**Objective:** Reproduce all of the data below, substituting "Instruction" for each occurrence of "Objective" and leaving everything else unchanged.

**Supplied material:**
◇ ◇ ◇ ◇

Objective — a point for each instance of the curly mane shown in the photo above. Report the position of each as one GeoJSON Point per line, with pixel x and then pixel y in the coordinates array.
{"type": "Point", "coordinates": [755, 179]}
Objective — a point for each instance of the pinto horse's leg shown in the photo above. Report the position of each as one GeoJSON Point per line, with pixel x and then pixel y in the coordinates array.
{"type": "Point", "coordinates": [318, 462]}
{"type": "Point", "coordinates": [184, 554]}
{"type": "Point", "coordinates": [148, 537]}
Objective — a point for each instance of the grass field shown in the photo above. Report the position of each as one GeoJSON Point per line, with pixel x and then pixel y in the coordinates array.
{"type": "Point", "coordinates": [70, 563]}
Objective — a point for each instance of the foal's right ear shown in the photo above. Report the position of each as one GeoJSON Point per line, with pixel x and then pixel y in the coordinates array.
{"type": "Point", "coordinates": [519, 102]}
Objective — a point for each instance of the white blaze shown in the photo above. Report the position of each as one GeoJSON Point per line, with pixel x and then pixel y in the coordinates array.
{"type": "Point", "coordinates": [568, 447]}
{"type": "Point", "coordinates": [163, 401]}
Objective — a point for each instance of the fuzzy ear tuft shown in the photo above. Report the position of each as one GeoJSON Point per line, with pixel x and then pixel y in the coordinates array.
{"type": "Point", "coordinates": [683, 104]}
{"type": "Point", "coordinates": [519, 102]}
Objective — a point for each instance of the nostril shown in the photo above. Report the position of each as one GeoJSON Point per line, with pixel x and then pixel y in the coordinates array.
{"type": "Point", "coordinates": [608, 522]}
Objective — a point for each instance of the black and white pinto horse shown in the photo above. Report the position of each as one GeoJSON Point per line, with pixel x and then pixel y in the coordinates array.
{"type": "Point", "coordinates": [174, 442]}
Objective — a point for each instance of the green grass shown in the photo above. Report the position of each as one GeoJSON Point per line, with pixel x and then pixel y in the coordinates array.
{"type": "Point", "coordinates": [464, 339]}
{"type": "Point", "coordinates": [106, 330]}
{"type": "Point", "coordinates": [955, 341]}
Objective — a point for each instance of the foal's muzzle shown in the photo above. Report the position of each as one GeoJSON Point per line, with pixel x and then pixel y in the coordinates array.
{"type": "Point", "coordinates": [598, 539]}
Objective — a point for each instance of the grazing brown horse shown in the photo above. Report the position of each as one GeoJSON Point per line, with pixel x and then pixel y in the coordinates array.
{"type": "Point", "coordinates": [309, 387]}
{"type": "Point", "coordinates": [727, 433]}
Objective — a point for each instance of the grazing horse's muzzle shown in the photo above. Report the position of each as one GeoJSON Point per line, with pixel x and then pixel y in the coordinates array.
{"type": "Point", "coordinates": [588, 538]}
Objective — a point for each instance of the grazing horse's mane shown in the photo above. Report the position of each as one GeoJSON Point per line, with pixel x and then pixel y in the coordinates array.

◇ ◇ ◇ ◇

**Output of the exercise:**
Instruction — a point for each instance of the curly mane shown in the photo above. Report the position of each as one GeoJSON Point per line, with pixel x and then pixel y in the coordinates array.
{"type": "Point", "coordinates": [755, 179]}
Instruction — a point for each instance of the pinto horse's leg shown in the photo above. Report the position of each as one GeoJSON Point per line, with pixel x and then pixel y in the coordinates array.
{"type": "Point", "coordinates": [318, 462]}
{"type": "Point", "coordinates": [184, 554]}
{"type": "Point", "coordinates": [148, 537]}
Instruction — a point for each instance of the grass field shown in the photo above. Report the position of each as one GeoJSON Point per line, with pixel x and then pixel y in the coordinates array.
{"type": "Point", "coordinates": [70, 563]}
Instruction — a point for each instance of the foal's right ear shown in the photo above. Report the position of each as one GeoJSON Point per line, with pixel x and then pixel y in the coordinates array.
{"type": "Point", "coordinates": [519, 102]}
Instruction — a point for each instance of the white blaze shown in the photo above. Report the position of each as one GeoJSON Point per line, with pixel x and then pixel y in the coordinates array.
{"type": "Point", "coordinates": [568, 447]}
{"type": "Point", "coordinates": [163, 401]}
Instruction — a point for each instance of the fuzzy ear tuft shown in the photo above. Report the position of each as one GeoJSON Point per line, with pixel x and then pixel y in the coordinates array.
{"type": "Point", "coordinates": [683, 104]}
{"type": "Point", "coordinates": [519, 102]}
Instruction — a point for each instance of the nostril shown in the photo above. Report the position of each as one GeoJSON Point per line, with pixel x and then pixel y in the coordinates array.
{"type": "Point", "coordinates": [608, 522]}
Instruction — a point for each instance of the black and white pinto horse shown in the photo above. Report the position of each as one GeoJSON Point per line, with pixel x and then pixel y in the coordinates array.
{"type": "Point", "coordinates": [174, 442]}
Instruction — a point for each instance of the green grass shown in the photo above. Report the position of each as one GeoJSON Point per line, with pixel x and then pixel y in the coordinates array.
{"type": "Point", "coordinates": [464, 339]}
{"type": "Point", "coordinates": [106, 330]}
{"type": "Point", "coordinates": [955, 341]}
Instruction — a point for each instance of the foal's muzzle shown in the photo above. Report the position of each as one GeoJSON Point per line, with pixel x and then pixel y in the coordinates array.
{"type": "Point", "coordinates": [598, 539]}
Instruction — a point for each instance of the grazing brown horse shown in the photo above. Report the position of each as one GeoJSON Point per line, with pixel x and then pixel y in the coordinates array.
{"type": "Point", "coordinates": [309, 387]}
{"type": "Point", "coordinates": [727, 433]}
Instruction — a point for each instance of the grazing horse's muzzle shown in the photo above. Report the position of each as one GeoJSON Point per line, with pixel x and then pixel y in the coordinates array.
{"type": "Point", "coordinates": [588, 538]}
Instruction — a point for each instance of the grazing horse's mane shown in the photo above. Report the position of each as one GeoJSON Point per line, with pixel x and then pixel y in the coordinates array.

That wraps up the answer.